Required work:
a - Can you extract the passage of the field sampling protocol between "Following the field" and "Oregon State University.", inclusive?
b - Could you rewrite the paragraph of the field sampling protocol that begins "All snags and logs within the 0.1 ha plot" as a bulleted list, keeping its main facts?

Document segment:
============================================================
Coarse woody debris: snags and logs

All snags and logs within the 0.1 ha plot will be measured. The minimum size for coarse woody debris is 10 cm (DBH for snags, diameter of the larger end for logs). An upright piece of CWD that is not self-supporting (leaning on a snag or tree) is a log, not a snag. Snags marked for retention (or between 10 and 18 cm DBH) will be tagged. For snags with intact tops DBH will be measured. For broken snags, DBH and total height will be measured, and top diameter will be estimated ocularly, or from measurement of the end of the fallen piece, if found. For downed logs, the portion within the plot will be measured. The length and the two end diameters of all pieces will be recorded (note that the diameter of the smaller end can be less than 10 cm). For ends of logs that are not round, two perpendicular diameter measurements are averaged. For broken pieces with jagged, pointed ends, the pointed portions are excluded from diameter measurements. Only the segments of logs within plots will be measured, so that if one or both ends of a log lie outside of a plot, the diameter(s) where the log crosses the perimeter of the plot would be recorded. For all snags and logs the decay class (from 1 to 5) will also be recorded. Definitions of the decay classes of snags and logs follow Maser et al. (1988).

Environmental variables

Environmental variables recorded will include slope, aspect, topographic position, degree of soil disturbance, and litter depth. Slope, aspect, and topographic position will be recorded from the center of plot. Slope in degrees will be recorded both up the slope and down the slope (in the direction of the aspect). Slope is measured from the center to the edge of the plot. Topographic position will be recorded as either top 1/3 of slope, middle 1/3 of slope, bottom 1/3 of slope, or flat. Topographic position is relative to the entire hillslope on which the plot is located. Soil disturbance and litter depth will be recorded for each of the 1 x 1 m quadrats within which cover of herb species, numbers of tree saplings and seedlings, and basal diameters of upright shrubs were recorded. Soil disturbance will be recorded using the four categories developed for Watersheds 1 and 3 on the Andrews Experimental Forest (Halpern 1988):

1) undisturbed (soil surface similar in appearance to areas not logged and burned, with minimal mixing of soil and litter and no evidence of fire);

2) disturbed-unburned (disturbance from logging evident; litter removed or mixed with mineral soil but minimal evidence of fire);

3) lightly burned (surface litter charred by fire but not completely removed);

4) heavily burned (surface litter completely removed by intense fire).

Litter depth will be measured approximately 1 m farther along the line transect from the lower right-hand corner of each quadrat (e.g. for quadrat 1 at 3.0 m along the line and 1.0 m off the line towards the center of the plot). Litter depth will be measured by making a small, temporary cut into the forest floor with a trowel.

Frequency of measurements

Measurements will be made prior to harvest and in the first year after harvest. Subsequent measurements will be made every 5 years, unless resources permit more frequent measurement.

Data management and quality control

Following the field season, data will be checked for completeness at Oregon State University and any resolvable problems will be attended to. Data will be archived in the Forest Science Data Bank at Oregon State University.
============================================================
Data entries:
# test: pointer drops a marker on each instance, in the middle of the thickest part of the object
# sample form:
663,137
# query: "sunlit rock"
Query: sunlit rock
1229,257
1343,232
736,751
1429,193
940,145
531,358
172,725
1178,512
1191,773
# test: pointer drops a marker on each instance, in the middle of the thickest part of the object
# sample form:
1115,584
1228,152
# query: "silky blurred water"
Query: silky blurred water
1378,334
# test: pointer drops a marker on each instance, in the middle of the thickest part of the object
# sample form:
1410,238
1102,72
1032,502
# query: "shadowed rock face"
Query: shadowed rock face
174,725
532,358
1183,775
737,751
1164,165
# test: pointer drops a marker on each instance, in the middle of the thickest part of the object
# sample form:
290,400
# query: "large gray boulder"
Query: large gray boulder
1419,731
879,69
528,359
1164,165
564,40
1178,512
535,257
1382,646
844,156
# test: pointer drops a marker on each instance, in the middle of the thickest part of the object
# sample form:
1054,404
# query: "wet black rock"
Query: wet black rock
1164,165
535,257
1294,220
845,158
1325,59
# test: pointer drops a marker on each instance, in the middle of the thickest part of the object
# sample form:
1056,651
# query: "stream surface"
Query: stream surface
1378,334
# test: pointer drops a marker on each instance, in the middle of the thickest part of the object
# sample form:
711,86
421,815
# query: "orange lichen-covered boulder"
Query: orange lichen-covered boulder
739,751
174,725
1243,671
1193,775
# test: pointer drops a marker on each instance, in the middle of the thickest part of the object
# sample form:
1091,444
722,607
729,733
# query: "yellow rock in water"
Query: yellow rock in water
============================================================
Answers:
a -
Following the field season, data will be checked for completeness at Oregon State University and any resolvable problems will be attended to. Data will be archived in the Forest Science Data Bank at Oregon State University.

b -
- Measure every snag and log within the 0.1 ha plot.
- The minimum size is 10 cm. For snags this is DBH, and for logs it is the diameter of the larger end.
- An upright piece that is not self-supporting (leaning on a snag or tree) counts as a log, not a snag.
- Tag snags marked for retention (or between 10 and 18 cm DBH).
- For snags with intact tops, measure DBH.
- For broken snags:
  - Measure DBH and total height.
  - Estimate top diameter ocularly, or from the end of the fallen piece if it is found.
- For downed logs:
  - Measure only the portion within the plot.
  - Record length and both end diameters. The smaller end may be under 10 cm.
  - If an end lies outside the plot, record the diameter where the log crosses the plot perimeter.
- For ends that are not round, average two perpendicular diameter measurements.
- For jagged, pointed ends, exclude the pointed portions from diameter measurements.
- Record a decay class (1 to 5) for all snags and logs, with definitions following Maser et al. (1988).